**AIM OF THE EXERCISE**
Your job is to reproduce all of the data exactly.

Source data

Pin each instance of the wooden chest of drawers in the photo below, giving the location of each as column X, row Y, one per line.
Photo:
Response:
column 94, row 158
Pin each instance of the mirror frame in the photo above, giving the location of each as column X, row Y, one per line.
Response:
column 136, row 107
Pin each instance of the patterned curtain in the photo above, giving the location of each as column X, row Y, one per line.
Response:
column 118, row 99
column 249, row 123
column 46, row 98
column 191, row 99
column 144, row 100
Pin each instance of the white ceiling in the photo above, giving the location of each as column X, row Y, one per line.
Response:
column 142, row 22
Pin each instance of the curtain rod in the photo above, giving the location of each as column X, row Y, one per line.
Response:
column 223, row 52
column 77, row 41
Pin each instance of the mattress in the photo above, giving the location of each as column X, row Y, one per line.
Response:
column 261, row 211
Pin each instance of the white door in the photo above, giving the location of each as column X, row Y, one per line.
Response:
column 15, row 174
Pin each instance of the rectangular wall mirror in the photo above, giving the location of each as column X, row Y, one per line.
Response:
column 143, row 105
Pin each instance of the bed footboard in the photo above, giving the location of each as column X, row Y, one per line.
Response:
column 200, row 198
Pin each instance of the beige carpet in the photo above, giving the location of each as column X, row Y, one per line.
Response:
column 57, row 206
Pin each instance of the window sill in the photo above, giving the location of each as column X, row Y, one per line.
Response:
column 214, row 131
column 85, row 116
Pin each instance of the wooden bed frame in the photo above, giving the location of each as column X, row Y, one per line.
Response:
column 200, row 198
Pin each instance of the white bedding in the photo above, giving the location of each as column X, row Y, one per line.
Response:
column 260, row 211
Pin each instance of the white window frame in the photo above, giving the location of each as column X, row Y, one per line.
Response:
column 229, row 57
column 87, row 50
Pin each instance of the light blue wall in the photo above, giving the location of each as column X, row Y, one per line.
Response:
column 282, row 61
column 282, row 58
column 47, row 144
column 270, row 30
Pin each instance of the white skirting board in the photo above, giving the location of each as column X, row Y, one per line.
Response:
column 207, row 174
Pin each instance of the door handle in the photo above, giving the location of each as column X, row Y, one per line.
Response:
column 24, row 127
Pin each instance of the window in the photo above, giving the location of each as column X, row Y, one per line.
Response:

**THE ANSWER**
Pin each instance of the wooden chest of drawers in the photo below, giving the location of each as column X, row Y, one per line.
Photo:
Response:
column 94, row 158
Pin each instance of the mirror frame in the photo above, giving the location of each as column X, row Y, one per line.
Response:
column 136, row 107
Pin each instance of the patterned curtain in the photo above, giving the location of each as column X, row Y, one per line.
Response:
column 118, row 99
column 249, row 123
column 46, row 98
column 191, row 99
column 144, row 100
Pin each instance of the white ceiling in the photo above, giving the location of each as column X, row Y, one per line.
Response:
column 142, row 22
Pin each instance of the curtain rod in the photo above, giving the location of each as column X, row Y, one per line.
Response:
column 223, row 52
column 77, row 41
Pin each instance of the mattress in the photo above, giving the location of each as column X, row Y, one per line.
Response:
column 261, row 211
Pin each instance of the white door in the photo above, giving the location of each as column X, row Y, one per line.
Response:
column 15, row 174
Pin each instance of the rectangular wall mirror in the photo above, giving the location of each as column X, row Y, one per line.
Response:
column 143, row 105
Pin each instance of the bed footboard in the photo above, giving the location of each as column X, row Y, one per line.
Response:
column 200, row 198
Pin each instance of the beige carpet in the photo above, giving the location of each as column X, row Y, one per line.
Response:
column 57, row 206
Pin each instance of the window sill in the photo above, giving the location of each as column X, row Y, one per line.
Response:
column 214, row 131
column 85, row 116
Pin each instance of the wooden bed frame in the photo above, giving the location of each as column X, row Y, one per line.
Response:
column 200, row 198
Pin each instance of the white bedding in the photo above, giving the location of each as column X, row Y, one per line.
Response:
column 260, row 211
Pin each instance of the white window frame in the photo above, giving the location of each as column X, row Y, one per line.
Response:
column 229, row 57
column 87, row 50
Pin each instance of the light blue wall in the photo above, giving the location of each as column X, row Y, one per line.
Response:
column 282, row 61
column 282, row 58
column 47, row 144
column 270, row 30
Pin each instance of the white skirting board in the photo above, giving the location of each as column X, row Y, one per line.
Response:
column 207, row 174
Pin each instance of the door handle in the photo above, giving the location of each as column X, row Y, one per line.
Response:
column 24, row 127
Pin each instance of the window in the photo above, giving the location of each as column X, row Y, one per line.
Response:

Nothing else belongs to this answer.